▶ **What you need to do**: Copy verbatim everything from the line containing "--target red and white striped jersey" down to the line containing "Mark the region of every instance of the red and", including both of those lines.

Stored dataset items
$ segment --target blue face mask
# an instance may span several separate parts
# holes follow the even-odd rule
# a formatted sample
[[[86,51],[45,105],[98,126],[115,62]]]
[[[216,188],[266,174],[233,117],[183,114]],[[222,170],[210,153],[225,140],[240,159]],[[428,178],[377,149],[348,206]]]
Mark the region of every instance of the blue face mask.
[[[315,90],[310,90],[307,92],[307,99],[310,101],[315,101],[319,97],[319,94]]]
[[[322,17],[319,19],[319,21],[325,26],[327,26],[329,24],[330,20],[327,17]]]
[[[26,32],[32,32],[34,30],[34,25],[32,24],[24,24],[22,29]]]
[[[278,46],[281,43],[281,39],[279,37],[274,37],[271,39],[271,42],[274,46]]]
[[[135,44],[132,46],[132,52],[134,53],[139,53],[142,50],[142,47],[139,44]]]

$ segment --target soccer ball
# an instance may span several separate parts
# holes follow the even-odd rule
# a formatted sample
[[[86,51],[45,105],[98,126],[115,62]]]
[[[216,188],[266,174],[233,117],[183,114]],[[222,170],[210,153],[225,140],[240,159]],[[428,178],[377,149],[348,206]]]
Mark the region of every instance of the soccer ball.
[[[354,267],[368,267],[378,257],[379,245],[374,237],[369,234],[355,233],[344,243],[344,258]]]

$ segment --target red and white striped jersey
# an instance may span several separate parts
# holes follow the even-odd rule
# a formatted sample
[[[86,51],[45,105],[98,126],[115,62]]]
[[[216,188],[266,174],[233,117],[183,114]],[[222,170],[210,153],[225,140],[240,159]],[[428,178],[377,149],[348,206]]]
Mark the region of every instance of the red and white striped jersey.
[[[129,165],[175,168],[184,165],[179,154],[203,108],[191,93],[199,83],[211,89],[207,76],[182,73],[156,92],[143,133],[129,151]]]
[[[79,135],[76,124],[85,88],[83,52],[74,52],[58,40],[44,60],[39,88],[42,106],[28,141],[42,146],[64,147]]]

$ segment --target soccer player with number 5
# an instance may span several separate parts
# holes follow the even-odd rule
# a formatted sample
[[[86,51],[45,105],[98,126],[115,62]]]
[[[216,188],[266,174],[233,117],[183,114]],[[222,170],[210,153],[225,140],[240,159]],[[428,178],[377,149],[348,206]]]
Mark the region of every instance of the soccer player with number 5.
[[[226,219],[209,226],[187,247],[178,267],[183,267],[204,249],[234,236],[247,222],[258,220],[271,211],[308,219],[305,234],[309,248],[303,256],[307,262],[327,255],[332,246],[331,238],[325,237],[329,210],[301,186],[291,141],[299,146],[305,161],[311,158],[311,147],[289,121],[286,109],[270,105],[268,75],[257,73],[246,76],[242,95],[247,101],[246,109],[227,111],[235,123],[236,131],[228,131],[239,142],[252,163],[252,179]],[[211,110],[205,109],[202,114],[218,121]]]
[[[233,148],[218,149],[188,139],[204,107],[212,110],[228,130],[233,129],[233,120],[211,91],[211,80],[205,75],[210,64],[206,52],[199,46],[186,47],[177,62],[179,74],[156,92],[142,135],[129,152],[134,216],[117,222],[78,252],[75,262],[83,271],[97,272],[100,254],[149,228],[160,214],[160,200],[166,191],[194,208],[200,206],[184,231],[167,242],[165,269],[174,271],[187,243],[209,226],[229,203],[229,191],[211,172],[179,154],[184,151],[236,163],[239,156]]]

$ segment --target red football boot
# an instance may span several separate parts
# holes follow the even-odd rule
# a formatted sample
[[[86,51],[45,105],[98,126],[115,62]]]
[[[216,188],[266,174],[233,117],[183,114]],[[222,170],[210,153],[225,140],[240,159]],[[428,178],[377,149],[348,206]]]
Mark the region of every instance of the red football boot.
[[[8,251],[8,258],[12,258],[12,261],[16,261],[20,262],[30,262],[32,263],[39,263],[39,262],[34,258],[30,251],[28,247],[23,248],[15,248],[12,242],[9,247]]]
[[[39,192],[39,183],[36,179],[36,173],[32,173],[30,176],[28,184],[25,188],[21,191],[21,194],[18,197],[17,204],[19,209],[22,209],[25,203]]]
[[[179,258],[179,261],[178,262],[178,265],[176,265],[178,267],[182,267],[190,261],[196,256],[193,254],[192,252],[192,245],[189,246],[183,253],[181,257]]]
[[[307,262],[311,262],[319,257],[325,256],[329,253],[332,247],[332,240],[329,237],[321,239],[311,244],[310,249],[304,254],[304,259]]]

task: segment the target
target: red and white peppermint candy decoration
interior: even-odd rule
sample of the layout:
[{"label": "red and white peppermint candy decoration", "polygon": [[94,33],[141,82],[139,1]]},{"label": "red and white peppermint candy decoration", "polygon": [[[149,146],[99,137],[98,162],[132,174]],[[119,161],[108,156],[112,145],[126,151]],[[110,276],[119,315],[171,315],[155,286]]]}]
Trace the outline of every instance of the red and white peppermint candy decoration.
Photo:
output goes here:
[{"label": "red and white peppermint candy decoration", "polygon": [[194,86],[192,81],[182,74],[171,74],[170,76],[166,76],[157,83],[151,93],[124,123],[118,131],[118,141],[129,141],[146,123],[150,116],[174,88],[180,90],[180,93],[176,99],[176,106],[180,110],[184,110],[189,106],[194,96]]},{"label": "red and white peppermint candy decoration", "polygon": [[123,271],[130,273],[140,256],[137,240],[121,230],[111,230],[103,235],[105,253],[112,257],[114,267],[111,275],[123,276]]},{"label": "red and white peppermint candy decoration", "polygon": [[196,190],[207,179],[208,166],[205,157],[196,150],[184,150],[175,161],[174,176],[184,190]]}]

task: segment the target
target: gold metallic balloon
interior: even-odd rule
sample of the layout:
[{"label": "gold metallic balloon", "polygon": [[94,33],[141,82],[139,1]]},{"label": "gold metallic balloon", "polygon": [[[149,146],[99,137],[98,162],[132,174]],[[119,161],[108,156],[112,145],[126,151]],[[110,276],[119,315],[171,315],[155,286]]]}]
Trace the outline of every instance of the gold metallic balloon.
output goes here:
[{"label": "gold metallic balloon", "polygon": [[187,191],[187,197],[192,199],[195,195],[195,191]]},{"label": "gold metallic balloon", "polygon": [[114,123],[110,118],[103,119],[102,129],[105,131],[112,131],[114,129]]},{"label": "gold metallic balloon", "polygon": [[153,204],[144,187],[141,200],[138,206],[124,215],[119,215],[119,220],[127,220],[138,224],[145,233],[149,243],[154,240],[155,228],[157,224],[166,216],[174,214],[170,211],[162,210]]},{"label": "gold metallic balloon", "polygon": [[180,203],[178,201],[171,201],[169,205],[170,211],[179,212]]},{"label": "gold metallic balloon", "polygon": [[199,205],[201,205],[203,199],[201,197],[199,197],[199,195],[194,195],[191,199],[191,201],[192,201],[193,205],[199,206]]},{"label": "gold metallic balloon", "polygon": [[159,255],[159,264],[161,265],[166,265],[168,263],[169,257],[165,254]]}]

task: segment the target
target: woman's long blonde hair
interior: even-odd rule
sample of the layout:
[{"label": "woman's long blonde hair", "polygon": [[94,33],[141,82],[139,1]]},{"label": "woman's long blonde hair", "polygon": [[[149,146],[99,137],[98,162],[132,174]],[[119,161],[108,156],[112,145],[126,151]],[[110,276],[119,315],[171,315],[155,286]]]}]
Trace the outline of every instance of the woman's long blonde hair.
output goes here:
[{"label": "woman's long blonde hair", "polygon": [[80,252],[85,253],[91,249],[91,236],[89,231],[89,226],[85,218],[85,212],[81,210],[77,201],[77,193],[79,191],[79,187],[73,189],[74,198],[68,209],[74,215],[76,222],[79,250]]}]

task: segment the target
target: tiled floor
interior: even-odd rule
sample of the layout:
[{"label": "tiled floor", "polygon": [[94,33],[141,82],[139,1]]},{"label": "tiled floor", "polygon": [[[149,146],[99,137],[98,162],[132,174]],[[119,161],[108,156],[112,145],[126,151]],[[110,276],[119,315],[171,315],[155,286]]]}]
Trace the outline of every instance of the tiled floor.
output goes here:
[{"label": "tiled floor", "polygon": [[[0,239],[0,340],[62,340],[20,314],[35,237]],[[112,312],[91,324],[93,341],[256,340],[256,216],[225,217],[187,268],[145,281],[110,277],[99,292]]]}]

▶ **Answer**:
$ segment --target red and white striped jersey
# an instance may span several separate parts
# holes follow the even-odd rule
# a formatted sample
[[[86,51],[45,105],[98,126],[115,62]]]
[[[216,188],[266,174],[233,117],[183,114]],[[222,170],[210,153],[225,140],[240,159]],[[428,178],[377,149],[348,206]]]
Mark the region of every instance of the red and white striped jersey.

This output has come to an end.